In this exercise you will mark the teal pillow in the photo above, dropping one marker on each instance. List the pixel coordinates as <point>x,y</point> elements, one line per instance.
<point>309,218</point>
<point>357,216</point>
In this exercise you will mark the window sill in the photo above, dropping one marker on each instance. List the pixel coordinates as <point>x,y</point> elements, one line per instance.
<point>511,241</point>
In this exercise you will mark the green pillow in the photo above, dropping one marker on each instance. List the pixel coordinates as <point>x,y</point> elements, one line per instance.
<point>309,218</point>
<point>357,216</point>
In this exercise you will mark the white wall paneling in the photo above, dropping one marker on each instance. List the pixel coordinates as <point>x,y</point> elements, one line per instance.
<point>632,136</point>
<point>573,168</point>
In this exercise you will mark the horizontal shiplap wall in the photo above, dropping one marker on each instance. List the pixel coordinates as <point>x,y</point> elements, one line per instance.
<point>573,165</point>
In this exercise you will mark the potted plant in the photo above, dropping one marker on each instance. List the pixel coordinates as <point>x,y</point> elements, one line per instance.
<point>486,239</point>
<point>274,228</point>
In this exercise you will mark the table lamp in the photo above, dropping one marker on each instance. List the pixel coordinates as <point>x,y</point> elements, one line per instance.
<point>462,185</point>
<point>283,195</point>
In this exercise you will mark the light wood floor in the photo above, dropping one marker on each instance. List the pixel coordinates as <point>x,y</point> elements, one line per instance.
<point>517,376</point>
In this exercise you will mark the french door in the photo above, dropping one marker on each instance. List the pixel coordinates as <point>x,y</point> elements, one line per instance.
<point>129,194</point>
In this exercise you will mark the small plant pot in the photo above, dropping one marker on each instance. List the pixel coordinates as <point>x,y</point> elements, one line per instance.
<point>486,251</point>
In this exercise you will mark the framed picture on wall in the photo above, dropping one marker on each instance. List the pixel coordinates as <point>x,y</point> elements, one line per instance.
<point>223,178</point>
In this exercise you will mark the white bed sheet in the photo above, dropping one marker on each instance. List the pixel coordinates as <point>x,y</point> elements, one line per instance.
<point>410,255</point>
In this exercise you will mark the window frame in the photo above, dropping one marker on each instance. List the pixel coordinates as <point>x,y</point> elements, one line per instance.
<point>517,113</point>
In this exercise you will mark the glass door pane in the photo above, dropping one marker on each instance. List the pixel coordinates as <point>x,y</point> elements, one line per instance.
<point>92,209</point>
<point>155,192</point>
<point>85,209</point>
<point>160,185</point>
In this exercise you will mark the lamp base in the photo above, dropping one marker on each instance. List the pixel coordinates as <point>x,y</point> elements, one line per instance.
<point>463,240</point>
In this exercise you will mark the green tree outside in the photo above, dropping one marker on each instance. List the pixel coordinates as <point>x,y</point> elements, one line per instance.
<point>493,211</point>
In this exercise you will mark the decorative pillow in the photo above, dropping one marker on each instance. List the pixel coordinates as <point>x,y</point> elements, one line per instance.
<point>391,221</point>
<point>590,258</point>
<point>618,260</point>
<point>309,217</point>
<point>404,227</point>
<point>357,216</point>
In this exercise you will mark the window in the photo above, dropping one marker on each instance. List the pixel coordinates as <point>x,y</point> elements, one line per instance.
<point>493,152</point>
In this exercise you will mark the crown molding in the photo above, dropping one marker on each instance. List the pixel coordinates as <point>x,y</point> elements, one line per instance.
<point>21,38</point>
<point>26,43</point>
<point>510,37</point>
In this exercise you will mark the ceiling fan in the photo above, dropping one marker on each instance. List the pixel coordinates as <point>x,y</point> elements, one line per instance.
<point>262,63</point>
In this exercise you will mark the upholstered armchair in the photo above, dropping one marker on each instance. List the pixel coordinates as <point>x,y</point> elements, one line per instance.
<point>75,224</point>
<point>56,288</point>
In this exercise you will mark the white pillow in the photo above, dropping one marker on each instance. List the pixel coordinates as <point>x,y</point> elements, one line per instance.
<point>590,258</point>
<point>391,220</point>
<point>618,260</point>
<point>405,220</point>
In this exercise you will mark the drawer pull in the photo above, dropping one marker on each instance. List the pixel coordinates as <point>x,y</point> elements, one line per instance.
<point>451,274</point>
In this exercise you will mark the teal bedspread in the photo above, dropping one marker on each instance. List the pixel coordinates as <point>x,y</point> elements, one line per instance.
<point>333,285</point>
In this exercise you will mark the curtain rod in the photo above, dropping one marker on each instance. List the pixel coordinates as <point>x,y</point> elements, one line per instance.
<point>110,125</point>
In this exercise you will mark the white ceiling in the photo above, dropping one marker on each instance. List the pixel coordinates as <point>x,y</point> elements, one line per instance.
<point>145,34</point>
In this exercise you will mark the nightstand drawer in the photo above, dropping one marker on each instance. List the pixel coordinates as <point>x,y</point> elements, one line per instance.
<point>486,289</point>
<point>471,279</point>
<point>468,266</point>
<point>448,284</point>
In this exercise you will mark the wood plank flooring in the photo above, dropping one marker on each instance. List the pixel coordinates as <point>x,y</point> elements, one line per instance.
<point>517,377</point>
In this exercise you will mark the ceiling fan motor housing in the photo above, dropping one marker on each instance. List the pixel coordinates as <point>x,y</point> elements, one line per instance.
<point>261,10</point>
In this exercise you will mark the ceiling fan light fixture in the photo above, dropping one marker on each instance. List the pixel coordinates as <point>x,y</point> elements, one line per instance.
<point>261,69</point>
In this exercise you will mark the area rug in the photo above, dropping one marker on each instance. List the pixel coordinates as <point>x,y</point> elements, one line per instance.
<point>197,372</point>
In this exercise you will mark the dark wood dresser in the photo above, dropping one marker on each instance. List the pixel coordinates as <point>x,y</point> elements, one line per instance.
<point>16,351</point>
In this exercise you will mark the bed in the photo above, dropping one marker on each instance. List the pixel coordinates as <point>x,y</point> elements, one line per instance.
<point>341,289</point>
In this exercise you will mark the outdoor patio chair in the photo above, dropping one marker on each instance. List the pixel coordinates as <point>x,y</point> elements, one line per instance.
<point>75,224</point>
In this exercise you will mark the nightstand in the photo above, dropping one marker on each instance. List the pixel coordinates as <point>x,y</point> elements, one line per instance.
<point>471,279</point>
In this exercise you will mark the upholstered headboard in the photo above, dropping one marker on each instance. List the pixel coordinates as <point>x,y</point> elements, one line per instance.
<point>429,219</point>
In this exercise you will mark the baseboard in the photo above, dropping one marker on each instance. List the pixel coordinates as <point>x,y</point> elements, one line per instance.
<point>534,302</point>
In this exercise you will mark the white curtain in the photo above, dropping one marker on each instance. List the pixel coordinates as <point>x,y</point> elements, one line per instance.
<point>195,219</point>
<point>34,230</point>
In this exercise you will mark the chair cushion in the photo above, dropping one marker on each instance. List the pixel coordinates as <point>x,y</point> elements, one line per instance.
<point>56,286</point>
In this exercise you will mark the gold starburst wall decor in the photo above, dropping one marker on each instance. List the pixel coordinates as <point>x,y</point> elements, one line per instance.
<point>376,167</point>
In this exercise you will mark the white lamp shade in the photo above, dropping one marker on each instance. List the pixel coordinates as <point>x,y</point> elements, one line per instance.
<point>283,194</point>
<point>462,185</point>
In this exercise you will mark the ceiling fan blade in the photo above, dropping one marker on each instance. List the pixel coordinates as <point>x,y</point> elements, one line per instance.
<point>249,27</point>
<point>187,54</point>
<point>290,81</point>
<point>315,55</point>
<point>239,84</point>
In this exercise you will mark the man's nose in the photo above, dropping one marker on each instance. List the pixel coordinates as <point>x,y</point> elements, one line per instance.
● ● ● ● ●
--- WORK INSTRUCTIONS ---
Recast the stretch of the listing from its first line through the line containing "<point>283,195</point>" as a Markdown table with columns Row and Line, numbering each line in order and omitting blank lines.

--- REPLY TO THE EXERCISE ---
| Row | Line |
|---|---|
| 1 | In this exercise you will mark the teal pillow in the photo above, dropping one marker on each instance. List the pixel coordinates as <point>x,y</point> elements, one line per instance. |
| 2 | <point>309,218</point> |
| 3 | <point>357,216</point> |
| 4 | In this exercise you will mark the window sill in the photo above, dropping one marker on each instance. List the pixel coordinates as <point>x,y</point> elements, one line per instance. |
| 5 | <point>511,241</point> |
| 6 | In this exercise you will mark the green pillow in the photo above, dropping one marker on each instance. List the pixel coordinates as <point>x,y</point> elements, one line per instance. |
| 7 | <point>309,218</point> |
| 8 | <point>357,216</point> |
| 9 | In this exercise you will mark the white wall paneling in the photo above, dropping one marker on each instance. List the pixel coordinates as <point>x,y</point> elements, one line per instance. |
| 10 | <point>632,136</point> |
| 11 | <point>573,168</point> |
| 12 | In this exercise you will mark the horizontal shiplap wall in the photo above, dropping one marker on each instance. List the pixel coordinates as <point>x,y</point> elements, one line per instance. |
| 13 | <point>573,165</point> |
| 14 | In this exercise you will mark the potted plant in the photo above, dropping one marker on each instance. List the pixel coordinates as <point>x,y</point> elements, one line per instance. |
| 15 | <point>486,239</point> |
| 16 | <point>274,228</point> |
| 17 | In this exercise you will mark the table lamp in the photo above, dropping one marker on each instance. List the pixel coordinates as <point>x,y</point> elements, one line per instance. |
| 18 | <point>462,185</point> |
| 19 | <point>283,195</point> |